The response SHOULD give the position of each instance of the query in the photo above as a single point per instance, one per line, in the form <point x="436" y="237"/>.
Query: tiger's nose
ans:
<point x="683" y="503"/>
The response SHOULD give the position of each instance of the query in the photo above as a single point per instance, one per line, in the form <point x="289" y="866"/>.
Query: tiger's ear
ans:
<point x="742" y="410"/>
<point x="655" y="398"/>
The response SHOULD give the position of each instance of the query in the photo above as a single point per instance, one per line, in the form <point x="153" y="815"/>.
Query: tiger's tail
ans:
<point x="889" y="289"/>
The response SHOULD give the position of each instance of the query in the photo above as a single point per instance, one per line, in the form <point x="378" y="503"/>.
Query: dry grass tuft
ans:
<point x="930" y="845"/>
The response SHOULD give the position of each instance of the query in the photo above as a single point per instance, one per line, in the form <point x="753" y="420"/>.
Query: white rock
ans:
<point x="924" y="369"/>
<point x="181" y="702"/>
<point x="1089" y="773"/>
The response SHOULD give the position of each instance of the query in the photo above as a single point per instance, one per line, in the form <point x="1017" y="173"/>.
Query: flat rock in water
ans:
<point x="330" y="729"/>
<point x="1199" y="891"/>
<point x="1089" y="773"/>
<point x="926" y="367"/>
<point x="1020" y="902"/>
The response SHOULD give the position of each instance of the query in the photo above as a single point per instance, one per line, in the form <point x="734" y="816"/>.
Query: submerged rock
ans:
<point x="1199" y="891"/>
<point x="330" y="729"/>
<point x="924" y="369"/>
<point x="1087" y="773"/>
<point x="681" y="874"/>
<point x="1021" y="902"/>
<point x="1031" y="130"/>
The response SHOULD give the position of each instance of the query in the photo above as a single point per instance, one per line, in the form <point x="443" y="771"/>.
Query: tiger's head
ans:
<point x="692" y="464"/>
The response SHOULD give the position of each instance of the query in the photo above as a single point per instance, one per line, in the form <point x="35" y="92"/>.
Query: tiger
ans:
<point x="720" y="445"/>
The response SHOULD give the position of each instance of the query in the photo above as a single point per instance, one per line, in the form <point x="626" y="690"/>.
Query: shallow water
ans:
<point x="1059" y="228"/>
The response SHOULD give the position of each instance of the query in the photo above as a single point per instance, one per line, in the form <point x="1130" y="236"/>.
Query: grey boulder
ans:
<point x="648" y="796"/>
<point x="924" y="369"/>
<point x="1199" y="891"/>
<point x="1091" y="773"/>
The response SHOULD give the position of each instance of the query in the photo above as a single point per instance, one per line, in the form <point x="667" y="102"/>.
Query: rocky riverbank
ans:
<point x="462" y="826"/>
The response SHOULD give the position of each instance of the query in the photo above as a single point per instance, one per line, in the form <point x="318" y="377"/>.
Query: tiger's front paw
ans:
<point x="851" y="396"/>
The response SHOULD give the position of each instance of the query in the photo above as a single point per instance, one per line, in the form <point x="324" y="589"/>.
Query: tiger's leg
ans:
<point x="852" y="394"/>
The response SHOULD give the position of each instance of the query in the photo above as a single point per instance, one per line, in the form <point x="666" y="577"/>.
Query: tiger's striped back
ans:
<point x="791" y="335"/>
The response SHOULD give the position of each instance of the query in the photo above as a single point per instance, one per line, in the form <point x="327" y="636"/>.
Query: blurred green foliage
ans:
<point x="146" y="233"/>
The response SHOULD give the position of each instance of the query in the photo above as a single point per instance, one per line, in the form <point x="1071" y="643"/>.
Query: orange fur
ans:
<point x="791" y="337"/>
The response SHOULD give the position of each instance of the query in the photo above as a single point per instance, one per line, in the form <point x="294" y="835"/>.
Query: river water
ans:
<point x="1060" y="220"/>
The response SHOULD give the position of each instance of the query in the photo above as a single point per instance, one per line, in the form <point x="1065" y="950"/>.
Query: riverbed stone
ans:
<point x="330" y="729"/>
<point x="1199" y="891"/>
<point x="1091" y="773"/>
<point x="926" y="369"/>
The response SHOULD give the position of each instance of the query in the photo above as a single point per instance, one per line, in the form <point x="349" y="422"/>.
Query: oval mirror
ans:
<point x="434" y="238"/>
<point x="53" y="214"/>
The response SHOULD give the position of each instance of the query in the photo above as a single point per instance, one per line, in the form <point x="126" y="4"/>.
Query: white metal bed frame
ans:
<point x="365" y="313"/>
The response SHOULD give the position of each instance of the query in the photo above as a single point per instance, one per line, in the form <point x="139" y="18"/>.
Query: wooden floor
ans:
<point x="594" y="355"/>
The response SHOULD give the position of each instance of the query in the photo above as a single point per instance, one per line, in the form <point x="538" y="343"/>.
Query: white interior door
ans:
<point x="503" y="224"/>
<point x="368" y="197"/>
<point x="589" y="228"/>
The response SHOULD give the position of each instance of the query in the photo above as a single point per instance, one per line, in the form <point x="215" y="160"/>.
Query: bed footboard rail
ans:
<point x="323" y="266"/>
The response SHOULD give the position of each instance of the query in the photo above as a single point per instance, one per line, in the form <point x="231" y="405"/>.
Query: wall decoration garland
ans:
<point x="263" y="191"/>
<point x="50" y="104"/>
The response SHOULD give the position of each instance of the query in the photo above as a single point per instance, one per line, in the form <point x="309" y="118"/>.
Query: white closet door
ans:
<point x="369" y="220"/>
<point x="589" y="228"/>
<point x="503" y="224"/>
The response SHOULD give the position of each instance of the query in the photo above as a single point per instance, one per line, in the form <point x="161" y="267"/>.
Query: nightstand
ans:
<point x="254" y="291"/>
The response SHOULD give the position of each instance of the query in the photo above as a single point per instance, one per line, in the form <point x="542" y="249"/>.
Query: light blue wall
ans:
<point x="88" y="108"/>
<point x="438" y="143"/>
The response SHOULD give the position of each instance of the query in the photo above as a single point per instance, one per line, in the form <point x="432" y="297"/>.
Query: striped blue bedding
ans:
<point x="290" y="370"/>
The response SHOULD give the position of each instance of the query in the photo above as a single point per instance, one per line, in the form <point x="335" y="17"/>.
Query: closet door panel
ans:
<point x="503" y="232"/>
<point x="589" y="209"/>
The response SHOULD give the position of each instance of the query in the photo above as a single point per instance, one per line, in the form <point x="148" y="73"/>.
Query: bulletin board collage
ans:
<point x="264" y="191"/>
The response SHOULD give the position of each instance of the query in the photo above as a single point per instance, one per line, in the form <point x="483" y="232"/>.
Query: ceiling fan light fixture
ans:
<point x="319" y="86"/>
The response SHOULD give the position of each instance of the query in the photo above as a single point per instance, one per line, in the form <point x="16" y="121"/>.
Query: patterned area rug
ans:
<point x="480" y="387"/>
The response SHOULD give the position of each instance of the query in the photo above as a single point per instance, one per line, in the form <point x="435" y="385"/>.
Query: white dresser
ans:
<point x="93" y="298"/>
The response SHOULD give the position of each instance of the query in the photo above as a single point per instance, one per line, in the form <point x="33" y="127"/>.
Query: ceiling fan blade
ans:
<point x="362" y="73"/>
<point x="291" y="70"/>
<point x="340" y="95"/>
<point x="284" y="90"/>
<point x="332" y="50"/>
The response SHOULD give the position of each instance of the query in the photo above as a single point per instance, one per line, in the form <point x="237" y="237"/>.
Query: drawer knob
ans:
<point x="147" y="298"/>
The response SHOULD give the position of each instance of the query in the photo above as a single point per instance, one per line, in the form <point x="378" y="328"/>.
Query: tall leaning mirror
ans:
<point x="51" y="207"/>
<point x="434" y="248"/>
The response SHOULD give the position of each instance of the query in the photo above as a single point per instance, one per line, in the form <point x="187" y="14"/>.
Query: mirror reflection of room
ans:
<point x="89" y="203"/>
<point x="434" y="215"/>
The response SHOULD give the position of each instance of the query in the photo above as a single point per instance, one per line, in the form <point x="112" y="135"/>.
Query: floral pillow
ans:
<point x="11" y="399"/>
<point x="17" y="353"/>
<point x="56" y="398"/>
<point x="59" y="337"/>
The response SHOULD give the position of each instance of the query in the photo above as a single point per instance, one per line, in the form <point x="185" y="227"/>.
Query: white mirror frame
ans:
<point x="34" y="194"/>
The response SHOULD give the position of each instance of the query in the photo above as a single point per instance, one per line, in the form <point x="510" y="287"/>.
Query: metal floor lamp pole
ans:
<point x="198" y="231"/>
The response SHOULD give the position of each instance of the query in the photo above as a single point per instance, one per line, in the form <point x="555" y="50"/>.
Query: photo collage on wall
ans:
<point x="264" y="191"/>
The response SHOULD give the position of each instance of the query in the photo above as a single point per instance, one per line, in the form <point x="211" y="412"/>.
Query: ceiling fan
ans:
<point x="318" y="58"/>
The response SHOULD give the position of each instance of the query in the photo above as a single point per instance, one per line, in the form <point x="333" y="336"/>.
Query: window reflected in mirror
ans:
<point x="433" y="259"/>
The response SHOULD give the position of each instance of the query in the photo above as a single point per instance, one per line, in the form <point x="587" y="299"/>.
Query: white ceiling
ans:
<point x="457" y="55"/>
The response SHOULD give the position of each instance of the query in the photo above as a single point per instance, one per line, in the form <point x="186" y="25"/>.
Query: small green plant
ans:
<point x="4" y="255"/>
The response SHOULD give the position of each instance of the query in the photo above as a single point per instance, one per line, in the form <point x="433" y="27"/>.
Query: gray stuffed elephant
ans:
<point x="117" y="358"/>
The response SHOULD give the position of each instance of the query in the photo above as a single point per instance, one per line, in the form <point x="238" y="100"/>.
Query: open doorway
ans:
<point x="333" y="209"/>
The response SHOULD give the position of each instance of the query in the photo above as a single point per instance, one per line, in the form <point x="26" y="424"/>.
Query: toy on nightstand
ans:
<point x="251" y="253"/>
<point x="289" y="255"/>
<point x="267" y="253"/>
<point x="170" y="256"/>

::::

Count the lines in the items above that contain the string "white", treating uppercase and lowercase letters as distinct. Give only the number.

▶ _FINAL ANSWER_:
7